● Page:
━━━━━━

Malgré son passé de puissance
coloniale, malgré l’usage qu’elle a fait de la main d’œuvre bon marché importée
de ses anciennes possessions, la France est aujourd’hui, au sein de l’Union
Européenne, l’un des pays les plus hostiles à l’entrée et à l’assimilation de
migrants sur son territoire.
En 2017 elle était, par
rapport à sa population, au 12e rang en matière d’accueil des immigrés. Pour ce
qui concerne les demandes d’asile et en chiffres absolus, elle a reçu 5 fois
moins d’étrangers que l’Allemagne, et moins du double que ceux qui ont été
accueillis par la Suède, pays six fois moins peuplé qu’elle et périphérique par
rapport aux flux d’entrée des migrants. Elle est enfin au 21e rang en matière
de titres de séjour délivrés à des non Européens, en octroie même 5 fois moins
que le Royaume-Uni. Dernière différence, très significative : si en Allemagne
le migrant est considéré comme un futur citoyen, en France il reste d’abord un
étranger. On peut même dire que la citoyenneté française est plus que jamais
aléatoire, du moins si l’on se réfère aux propos d’Eric Zemmour selon lequel le
prénom que porte Habsatou Sy, cheffe d’entreprise qui s’était donné un mal fou
pour faire oublier ses origines, était une « insulte à la France » et qu’elle
aurait dû s’appeler Corinne !
Nous avons tous été tristes
d’apprendre qu’en France, au XXIe siècle, un agriculteur et un pisteur-secouriste
ont été condamnés ou poursuivis pour « crime de solidarité », pour avoir porté
secours à des migrants en détresse.

━━━━━━

● Lignes de données:
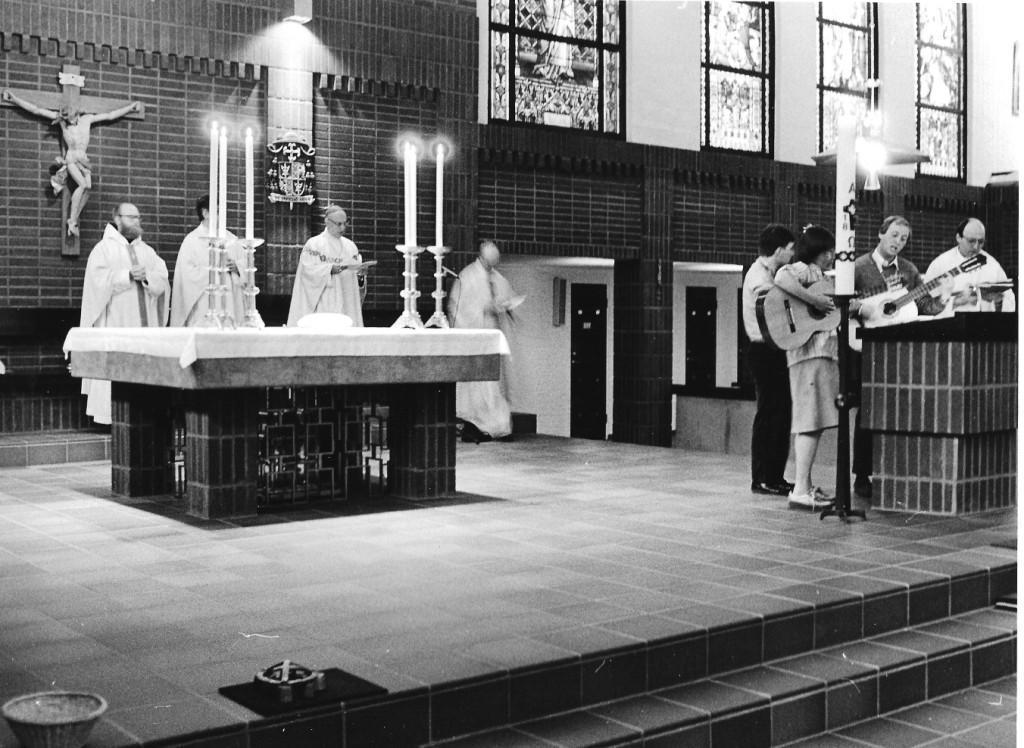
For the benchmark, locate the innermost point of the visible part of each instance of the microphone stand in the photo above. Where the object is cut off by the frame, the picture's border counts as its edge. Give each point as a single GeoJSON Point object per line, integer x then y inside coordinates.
{"type": "Point", "coordinates": [844, 401]}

━━━━━━

● Consigne: Recopiez fidèlement le passage du texte sur l'accueil des migrants en France qui commence par les mots contenant « Nous avons tous » et se termine par « migrants en détresse. ».

● Réponse rédigée:
Nous avons tous été tristes
d’apprendre qu’en France, au XXIe siècle, un agriculteur et un pisteur-secouriste
ont été condamnés ou poursuivis pour « crime de solidarité », pour avoir porté
secours à des migrants en détresse.